Não ganhámos nesse ano e eu também sabia que o projeto não estava suficientemente bem desenvolvido. Nesse processo de escrita e reescrita (que teria que haver necessariamente), descubro a notícia de que havia um grupo de cientistas a fazer este projeto que se vê no filme, e eu pensei “bem, isto é incrível, isto é exatamente o tema do filme”. 

A possibilidade de haver um conjunto de cientistas que está a trabalhar sobre uma série de áreas científicas, desde a geofísica, sismologia, oceanografia, e que vai ter acesso em tempo real aos dados que estão a ser recolhidos no fundo do mar… Pensei, “se calhar podemos virar o projeto para esta pesquisa ligada aos cabos submarinos”…

E acabam por estar todas essas áreas representadas. Inspiraste-te em algumas dessas pessoas com quem te cruzaste?

Não especificamente nas pessoas, mas no conjunto de cientistas e no que eles estão a fazer e no que vai acontecer. O projeto científico que se vê no filme existe, vai acontecer em Portugal. É um projeto pioneiro. É tudo verdade. Essa parte é toda verdade. A parte dramatúrgica, ou seja, a Marta, é que não foi inspirada em nenhuma cientista.

O que acontece é que, de repente, estava a conhecer uma série de cientistas diferentes, homens e mulheres de várias áreas, e havia mais do que uma mulher dessa área a dizer que se reviam completamente naquele papel. Inclusive, uma das cientistas que conhecia, também sismóloga, começou a ler o guião, porque eu precisava de feedback em termos de rigor científico, e disse: “De repente pensava que era eu. Que a Marta era eu”. Mas não foi inspirado nesta cientista, nem em nenhuma especificamente. Há é o lado de eles se reverem nos papéis que foram criados. 

Antes do acompanhamento dos cientistas na reescrita do guião, tinhas acesso a essa linguagem? Sinto que quando se trata de filmes ligados à ciência, há sempre uma personagem que serve para “traduzir” as partes mais difíceis: “agora diz-me lá isto em português”. 

Aqui não houve essa tentativa de “estupidificação” do público e acho curioso que as pessoas que menos percebem do tema são ministros ou similares, naquelas reuniões burocráticas.  Ainda assim, há uma preocupação de haver explicação direta, sem o alarmismo de um apocalipse.

Nem era essa a intenção. Este não é um filme de catástrofe. Também não é propriamente ficção científica, apesar de ser ficção e sobre ciência, mas é um filme sobre a antecâmara de uma tragédia. É um ensaio sobre a natureza humana.

=== Exercício proposto A ===
Selecione e copie todas as linhas dos registos que contêm a palavra "shoe", tendo em conta as maiúsculas e minúsculas.

=== Dados da tarefa ===
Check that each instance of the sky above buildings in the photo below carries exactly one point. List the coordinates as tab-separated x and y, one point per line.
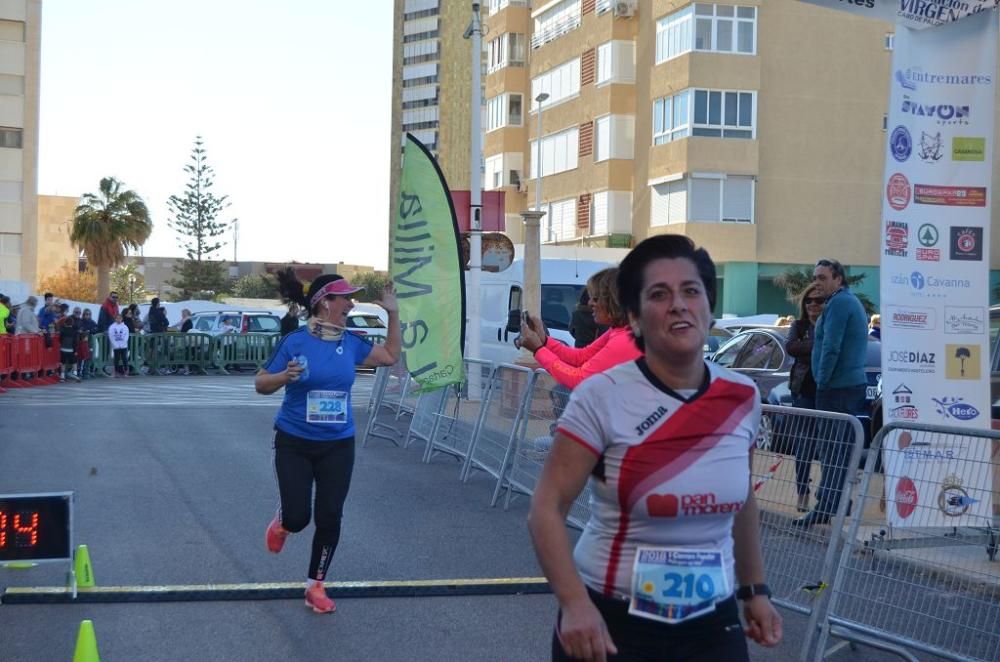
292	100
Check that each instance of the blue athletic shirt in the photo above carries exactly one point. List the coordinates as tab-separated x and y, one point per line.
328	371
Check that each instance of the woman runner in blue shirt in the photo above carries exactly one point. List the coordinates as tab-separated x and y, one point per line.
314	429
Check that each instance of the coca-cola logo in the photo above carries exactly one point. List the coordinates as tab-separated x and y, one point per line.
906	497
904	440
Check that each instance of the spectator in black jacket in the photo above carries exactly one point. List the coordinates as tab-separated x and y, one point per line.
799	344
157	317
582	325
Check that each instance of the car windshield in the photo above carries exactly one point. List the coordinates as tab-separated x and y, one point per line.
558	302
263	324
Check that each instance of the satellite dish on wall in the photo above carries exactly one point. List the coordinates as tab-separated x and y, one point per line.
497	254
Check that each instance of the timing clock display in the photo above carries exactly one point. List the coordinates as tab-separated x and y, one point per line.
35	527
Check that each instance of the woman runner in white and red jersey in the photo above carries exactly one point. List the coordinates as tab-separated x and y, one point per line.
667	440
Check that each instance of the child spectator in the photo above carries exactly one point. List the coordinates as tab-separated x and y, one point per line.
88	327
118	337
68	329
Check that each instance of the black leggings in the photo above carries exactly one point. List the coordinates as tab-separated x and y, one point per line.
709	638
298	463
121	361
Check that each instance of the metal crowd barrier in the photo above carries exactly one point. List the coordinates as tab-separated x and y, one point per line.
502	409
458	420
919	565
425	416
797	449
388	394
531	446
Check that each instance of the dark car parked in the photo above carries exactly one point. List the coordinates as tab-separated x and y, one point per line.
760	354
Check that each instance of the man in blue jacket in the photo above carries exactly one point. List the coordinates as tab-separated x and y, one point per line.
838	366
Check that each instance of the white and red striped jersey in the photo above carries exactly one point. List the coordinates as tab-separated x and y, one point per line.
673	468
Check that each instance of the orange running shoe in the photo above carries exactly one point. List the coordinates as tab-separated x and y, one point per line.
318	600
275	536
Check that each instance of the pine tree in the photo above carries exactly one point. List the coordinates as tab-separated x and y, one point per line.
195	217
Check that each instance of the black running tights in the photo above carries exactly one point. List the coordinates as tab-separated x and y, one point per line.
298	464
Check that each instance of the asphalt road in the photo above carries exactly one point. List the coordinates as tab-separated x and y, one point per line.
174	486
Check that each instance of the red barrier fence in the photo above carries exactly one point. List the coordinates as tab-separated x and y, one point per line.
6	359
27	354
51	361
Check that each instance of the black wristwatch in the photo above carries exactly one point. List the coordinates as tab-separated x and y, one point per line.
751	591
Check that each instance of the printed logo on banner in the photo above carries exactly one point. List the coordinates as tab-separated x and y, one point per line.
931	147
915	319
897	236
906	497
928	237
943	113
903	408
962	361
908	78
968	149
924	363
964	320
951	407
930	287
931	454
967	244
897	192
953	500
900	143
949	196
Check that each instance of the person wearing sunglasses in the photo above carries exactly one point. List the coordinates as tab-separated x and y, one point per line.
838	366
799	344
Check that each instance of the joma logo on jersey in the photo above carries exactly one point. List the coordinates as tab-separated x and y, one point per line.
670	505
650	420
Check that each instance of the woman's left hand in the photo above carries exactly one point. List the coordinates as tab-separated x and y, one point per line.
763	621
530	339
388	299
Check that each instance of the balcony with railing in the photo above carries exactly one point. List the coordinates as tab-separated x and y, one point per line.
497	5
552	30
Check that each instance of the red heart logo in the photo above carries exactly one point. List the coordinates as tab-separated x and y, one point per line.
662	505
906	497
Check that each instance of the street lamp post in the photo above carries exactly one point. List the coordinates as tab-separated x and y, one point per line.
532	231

==

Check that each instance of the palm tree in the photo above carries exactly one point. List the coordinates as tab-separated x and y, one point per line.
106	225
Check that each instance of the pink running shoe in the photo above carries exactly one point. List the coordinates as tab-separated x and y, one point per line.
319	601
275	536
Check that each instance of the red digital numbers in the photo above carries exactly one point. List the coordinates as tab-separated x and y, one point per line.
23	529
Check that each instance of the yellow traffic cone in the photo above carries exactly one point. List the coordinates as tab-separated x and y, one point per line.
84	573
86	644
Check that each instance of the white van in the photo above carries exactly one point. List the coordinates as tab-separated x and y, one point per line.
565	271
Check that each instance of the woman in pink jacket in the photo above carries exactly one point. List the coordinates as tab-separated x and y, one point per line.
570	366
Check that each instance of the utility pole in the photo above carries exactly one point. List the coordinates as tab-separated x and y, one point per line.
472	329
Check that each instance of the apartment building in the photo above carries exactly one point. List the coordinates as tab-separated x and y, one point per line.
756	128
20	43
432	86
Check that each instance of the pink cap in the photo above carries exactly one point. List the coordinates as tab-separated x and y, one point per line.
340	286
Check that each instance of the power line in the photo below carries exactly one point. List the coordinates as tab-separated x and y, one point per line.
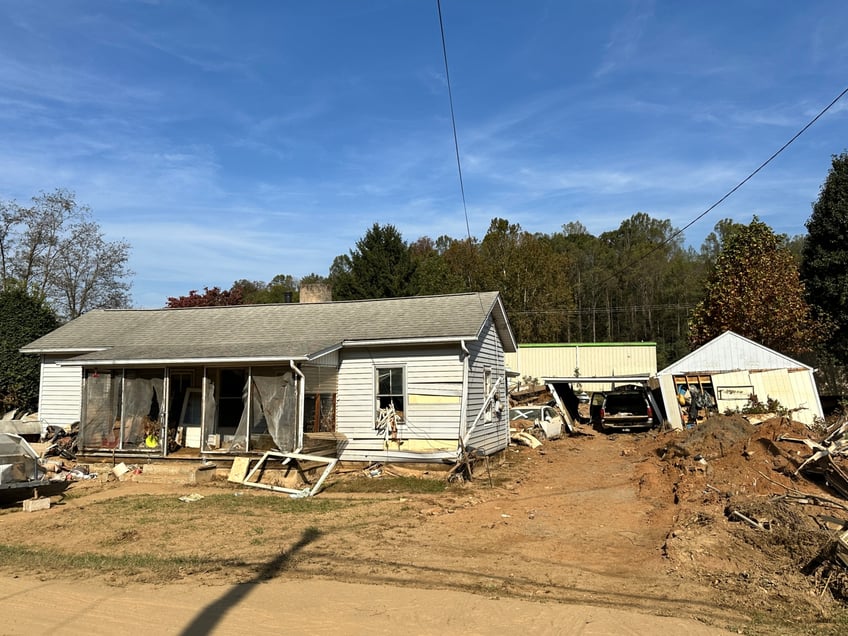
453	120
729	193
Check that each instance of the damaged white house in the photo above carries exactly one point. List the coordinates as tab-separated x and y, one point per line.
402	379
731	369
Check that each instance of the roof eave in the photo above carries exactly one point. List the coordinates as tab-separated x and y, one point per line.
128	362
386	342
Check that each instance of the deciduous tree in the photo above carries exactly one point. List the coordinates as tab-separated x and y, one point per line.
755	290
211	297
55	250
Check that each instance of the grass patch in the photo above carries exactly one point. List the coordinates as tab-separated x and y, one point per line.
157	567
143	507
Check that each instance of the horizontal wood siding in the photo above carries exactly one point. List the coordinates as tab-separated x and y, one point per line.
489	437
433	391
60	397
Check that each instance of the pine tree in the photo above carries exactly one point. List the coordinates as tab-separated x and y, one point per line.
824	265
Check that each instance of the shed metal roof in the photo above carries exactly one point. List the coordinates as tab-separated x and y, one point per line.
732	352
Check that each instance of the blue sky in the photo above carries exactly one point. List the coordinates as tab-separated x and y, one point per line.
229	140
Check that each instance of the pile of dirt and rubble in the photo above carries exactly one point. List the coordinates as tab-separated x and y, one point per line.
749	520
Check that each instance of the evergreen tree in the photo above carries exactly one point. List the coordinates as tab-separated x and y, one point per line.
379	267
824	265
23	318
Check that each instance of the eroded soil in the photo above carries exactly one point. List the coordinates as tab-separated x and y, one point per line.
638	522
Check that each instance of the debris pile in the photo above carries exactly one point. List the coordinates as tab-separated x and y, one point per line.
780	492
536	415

--

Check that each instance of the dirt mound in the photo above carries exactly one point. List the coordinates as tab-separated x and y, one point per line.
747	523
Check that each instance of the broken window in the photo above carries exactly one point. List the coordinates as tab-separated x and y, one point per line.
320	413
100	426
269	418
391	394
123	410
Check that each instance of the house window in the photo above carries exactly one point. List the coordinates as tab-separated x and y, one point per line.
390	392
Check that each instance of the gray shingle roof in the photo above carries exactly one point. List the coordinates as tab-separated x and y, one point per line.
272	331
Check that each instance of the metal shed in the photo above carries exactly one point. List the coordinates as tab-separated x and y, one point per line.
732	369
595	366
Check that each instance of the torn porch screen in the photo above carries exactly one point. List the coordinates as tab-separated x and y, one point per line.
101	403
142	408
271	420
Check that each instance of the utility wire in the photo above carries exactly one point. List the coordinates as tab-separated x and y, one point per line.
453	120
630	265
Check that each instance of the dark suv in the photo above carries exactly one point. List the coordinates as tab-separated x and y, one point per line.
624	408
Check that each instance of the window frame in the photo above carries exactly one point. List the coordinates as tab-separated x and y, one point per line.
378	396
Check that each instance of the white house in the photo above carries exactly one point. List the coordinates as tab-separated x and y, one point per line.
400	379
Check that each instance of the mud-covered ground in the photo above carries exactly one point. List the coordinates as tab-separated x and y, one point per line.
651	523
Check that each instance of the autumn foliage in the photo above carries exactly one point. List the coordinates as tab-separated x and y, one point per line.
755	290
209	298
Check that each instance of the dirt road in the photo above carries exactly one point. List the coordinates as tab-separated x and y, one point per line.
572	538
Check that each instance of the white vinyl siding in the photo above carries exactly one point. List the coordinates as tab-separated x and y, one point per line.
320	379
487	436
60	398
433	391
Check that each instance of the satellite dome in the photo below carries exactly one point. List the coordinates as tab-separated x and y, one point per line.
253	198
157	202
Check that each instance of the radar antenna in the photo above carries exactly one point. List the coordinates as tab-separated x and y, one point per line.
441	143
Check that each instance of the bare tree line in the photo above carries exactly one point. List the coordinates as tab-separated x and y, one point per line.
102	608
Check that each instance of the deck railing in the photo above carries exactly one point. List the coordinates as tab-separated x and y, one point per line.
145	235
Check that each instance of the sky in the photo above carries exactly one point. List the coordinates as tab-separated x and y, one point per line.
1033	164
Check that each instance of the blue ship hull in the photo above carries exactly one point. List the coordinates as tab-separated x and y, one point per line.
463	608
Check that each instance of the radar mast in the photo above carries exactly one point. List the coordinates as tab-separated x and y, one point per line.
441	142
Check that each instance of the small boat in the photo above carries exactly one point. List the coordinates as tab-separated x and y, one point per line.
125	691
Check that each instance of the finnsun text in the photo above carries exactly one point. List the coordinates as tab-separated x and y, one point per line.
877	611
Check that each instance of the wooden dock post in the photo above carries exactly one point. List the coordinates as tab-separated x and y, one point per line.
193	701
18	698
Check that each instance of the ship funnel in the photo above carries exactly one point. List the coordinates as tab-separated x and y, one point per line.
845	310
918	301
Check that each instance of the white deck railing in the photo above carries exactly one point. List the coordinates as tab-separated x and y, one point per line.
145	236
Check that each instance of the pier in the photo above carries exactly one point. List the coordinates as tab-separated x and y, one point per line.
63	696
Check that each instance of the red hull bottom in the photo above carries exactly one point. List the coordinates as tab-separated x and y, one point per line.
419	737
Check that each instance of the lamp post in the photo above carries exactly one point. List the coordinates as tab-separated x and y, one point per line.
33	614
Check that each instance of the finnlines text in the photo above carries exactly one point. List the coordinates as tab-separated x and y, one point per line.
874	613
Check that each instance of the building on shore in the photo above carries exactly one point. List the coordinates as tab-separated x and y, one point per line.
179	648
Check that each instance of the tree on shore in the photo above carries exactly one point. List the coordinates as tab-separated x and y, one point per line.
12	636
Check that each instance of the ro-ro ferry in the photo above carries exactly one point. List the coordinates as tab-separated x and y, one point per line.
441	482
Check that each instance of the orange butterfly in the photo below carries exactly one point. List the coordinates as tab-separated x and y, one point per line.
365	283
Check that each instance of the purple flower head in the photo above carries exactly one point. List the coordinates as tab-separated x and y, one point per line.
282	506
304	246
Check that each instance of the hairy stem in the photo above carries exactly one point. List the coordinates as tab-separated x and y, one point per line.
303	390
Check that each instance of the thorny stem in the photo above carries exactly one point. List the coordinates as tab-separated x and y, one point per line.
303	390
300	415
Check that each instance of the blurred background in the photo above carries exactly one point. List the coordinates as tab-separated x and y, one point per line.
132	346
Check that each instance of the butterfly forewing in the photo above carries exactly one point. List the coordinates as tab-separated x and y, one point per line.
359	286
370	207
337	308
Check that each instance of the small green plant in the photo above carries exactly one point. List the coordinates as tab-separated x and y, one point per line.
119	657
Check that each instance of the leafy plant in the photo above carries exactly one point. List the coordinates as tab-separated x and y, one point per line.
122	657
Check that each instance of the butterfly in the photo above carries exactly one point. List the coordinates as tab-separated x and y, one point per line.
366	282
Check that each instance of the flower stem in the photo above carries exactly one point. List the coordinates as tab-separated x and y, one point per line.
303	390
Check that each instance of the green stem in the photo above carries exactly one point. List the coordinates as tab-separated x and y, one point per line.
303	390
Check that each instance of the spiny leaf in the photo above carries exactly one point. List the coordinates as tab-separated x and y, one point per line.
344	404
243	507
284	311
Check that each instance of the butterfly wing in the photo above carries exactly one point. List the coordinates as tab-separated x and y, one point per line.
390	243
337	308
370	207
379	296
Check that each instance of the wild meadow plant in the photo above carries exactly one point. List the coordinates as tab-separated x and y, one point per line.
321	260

=== Exercício proposto B ===
Segundo a entrevista sobre o filme, em que país vai acontecer o projeto científico que se vê no filme?

=== Resposta completa A ===
Check that each instance of the orange running shoe in the photo above carries exactly one point. List the coordinates as tab-separated x and y, one point per line.
Check that each instance of the pink running shoe in the photo above carries exactly one point. List the coordinates as tab-separated x and y, one point per line.

=== Resposta completa B ===
Em Portugal.